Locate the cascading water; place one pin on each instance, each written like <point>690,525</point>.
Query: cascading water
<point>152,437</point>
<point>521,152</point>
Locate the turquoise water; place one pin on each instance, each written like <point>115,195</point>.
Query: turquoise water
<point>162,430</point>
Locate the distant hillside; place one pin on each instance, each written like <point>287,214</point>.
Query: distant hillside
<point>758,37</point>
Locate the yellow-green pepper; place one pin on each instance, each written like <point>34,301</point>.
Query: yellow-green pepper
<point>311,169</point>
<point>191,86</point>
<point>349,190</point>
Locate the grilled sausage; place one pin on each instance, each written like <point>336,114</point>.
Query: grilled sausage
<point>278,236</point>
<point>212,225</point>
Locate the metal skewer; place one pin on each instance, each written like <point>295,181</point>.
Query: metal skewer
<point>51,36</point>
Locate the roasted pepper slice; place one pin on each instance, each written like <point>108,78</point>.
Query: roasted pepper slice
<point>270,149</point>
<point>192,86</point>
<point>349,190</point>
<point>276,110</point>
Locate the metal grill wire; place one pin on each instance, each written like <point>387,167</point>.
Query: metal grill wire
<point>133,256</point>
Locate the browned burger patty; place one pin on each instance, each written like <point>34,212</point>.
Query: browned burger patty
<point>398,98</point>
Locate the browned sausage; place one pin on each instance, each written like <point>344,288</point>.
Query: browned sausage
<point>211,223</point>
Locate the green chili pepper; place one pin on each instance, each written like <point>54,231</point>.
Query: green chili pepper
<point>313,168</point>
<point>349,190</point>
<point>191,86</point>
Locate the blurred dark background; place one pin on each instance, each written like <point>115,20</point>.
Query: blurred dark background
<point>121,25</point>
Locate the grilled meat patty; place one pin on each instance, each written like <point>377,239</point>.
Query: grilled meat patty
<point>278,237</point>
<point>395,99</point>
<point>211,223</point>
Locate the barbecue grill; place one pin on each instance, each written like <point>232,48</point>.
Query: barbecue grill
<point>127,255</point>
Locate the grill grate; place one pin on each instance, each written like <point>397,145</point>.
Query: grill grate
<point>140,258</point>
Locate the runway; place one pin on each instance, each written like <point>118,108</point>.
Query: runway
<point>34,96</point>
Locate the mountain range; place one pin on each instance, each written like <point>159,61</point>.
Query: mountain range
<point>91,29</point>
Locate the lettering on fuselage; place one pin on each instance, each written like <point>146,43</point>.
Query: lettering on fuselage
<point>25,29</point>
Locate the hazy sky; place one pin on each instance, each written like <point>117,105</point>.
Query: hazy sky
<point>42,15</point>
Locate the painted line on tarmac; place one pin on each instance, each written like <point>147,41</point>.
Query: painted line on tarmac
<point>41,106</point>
--------
記録のうち、「Locate the blurred」を含む行で始まり「<point>127,255</point>」を含む行で終わる部分を、「meat patty」を「beef patty」に更新して書き出すこと。ほかは一切変えない。

Locate the blurred dark background; place one pin on each instance, each written like <point>115,20</point>.
Query: blurred dark background
<point>121,25</point>
Locate the grilled beef patty; place one pin on each instance, each written like <point>377,239</point>.
Query: grilled beef patty
<point>278,237</point>
<point>395,99</point>
<point>211,223</point>
Locate the barbecue grill; place one pin on each instance, each written like <point>232,48</point>.
Query: barbecue grill
<point>127,255</point>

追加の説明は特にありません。